Count the lines in the records that contain the string "background", and reply with the number alone.

### [MATERIAL FOR THIS TASK]
====

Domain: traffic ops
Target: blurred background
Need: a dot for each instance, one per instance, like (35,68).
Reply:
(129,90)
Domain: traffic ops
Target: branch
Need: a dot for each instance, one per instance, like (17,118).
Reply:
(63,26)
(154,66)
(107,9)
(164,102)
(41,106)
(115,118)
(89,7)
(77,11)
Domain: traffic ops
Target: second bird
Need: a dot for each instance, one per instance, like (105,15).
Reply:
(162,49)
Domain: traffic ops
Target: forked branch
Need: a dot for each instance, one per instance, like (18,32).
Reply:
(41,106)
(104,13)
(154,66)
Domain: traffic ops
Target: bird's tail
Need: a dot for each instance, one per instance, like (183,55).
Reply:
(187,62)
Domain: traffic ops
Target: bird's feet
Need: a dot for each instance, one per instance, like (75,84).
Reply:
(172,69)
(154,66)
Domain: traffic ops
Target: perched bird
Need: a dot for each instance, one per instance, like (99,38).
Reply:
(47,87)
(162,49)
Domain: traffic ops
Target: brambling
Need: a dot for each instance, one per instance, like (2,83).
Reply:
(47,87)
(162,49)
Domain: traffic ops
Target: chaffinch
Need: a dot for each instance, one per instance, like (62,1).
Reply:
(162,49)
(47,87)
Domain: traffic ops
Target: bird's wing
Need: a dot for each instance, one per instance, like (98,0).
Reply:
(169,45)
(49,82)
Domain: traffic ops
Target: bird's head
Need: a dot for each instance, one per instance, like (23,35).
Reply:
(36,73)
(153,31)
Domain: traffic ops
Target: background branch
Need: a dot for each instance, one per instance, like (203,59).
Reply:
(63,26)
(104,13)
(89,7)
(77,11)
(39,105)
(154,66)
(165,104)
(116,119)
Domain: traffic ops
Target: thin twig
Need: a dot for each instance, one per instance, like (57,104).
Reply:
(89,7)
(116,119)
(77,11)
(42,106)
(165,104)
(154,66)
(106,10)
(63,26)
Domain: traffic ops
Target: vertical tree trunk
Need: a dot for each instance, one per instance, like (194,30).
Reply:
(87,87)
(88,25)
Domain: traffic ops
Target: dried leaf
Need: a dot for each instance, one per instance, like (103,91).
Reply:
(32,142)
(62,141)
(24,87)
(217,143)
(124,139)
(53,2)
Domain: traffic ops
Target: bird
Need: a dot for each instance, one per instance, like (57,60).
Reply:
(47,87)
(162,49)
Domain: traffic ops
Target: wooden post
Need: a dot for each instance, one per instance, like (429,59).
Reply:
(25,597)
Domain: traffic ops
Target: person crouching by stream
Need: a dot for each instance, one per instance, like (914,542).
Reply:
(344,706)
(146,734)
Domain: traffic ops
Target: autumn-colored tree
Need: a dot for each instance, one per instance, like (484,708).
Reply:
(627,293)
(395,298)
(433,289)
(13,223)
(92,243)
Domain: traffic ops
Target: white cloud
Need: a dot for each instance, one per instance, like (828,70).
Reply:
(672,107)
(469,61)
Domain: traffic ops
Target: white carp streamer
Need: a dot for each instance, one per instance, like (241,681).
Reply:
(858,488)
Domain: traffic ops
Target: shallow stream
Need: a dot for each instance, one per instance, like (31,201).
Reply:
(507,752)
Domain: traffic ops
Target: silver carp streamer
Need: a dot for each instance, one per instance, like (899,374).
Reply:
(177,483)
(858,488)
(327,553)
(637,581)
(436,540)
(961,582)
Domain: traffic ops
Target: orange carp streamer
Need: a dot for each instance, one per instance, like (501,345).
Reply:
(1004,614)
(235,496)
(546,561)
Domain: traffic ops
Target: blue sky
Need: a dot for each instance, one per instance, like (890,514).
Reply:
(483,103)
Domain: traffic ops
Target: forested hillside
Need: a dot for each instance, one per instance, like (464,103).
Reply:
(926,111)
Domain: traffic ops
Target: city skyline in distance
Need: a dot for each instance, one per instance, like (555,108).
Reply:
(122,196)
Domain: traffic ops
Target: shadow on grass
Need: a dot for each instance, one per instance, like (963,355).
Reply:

====

### [SOLUTION FOR THIS PROBLEM]
2